- _Exercise inputs_
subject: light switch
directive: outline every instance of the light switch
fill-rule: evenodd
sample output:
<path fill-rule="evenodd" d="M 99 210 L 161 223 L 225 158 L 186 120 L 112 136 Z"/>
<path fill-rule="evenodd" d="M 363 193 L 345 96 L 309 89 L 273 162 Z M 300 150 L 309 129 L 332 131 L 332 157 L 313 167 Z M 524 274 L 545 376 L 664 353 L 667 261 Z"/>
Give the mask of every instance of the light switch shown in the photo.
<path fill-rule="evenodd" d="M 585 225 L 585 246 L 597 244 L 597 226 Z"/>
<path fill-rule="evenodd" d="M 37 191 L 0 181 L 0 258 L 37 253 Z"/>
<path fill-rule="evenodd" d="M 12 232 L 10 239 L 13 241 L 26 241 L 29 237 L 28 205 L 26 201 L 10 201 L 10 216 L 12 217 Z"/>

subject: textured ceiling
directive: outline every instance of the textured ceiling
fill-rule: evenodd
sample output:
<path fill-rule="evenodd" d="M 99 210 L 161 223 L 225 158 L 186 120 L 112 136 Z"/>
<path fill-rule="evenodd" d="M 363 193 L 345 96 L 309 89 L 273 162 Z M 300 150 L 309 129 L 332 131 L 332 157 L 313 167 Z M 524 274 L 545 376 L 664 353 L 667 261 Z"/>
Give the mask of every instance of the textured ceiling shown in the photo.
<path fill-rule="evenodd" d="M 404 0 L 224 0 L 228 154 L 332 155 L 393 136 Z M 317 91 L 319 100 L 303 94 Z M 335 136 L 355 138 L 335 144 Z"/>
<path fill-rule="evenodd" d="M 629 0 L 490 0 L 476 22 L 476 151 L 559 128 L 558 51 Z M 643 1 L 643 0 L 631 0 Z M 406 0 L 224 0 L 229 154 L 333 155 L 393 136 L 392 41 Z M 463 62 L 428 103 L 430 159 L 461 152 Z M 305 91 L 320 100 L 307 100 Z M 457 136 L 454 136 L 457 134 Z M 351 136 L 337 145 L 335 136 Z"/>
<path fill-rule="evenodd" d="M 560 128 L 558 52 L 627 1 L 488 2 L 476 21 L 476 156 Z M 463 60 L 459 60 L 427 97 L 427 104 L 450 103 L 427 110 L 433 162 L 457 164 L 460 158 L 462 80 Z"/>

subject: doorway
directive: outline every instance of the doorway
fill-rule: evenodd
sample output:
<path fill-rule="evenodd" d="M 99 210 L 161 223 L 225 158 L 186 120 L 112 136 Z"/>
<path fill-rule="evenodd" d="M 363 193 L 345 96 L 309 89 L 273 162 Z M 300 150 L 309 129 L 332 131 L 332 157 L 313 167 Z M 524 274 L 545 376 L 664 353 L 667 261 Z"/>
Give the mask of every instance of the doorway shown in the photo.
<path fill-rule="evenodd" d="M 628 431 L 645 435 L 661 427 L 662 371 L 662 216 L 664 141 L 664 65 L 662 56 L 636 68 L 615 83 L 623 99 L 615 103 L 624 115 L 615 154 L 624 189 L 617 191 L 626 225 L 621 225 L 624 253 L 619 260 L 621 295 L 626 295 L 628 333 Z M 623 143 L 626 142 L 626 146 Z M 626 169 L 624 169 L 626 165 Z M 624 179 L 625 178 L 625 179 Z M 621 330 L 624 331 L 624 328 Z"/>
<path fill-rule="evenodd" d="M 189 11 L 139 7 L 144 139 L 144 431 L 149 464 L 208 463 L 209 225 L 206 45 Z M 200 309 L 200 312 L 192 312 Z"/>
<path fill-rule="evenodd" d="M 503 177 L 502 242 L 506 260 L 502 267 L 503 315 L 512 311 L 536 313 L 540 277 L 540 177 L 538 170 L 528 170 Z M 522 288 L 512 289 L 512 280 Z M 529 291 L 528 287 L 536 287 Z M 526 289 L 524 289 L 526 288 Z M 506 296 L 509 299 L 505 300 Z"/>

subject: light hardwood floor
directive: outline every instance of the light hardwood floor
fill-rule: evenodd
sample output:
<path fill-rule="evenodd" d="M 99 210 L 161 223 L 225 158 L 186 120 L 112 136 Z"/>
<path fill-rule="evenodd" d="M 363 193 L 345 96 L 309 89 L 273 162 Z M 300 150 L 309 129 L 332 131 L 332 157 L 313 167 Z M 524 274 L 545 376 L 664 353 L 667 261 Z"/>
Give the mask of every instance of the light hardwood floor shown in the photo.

- _The exercise_
Update everything from the start of the material down to the line containing "12 232 L 10" by replacing "light switch" with "wall switch" and leaving all else unchanged.

- _The solution_
subject: wall switch
directive: outline every instance of the wall switch
fill-rule: evenodd
sample output:
<path fill-rule="evenodd" d="M 99 210 L 161 223 L 225 158 L 186 120 L 112 136 Z"/>
<path fill-rule="evenodd" d="M 363 193 L 345 96 L 309 89 L 273 162 Z M 300 150 L 309 129 L 332 131 L 332 157 L 313 167 Z M 524 274 L 545 376 L 664 353 L 667 261 Z"/>
Give the mask of every instance of the wall switch shown in the photo.
<path fill-rule="evenodd" d="M 585 225 L 585 246 L 597 244 L 597 226 Z"/>
<path fill-rule="evenodd" d="M 37 191 L 0 181 L 0 258 L 37 253 Z"/>
<path fill-rule="evenodd" d="M 12 232 L 10 239 L 13 241 L 26 241 L 29 237 L 28 205 L 26 201 L 10 201 L 10 216 L 12 217 Z"/>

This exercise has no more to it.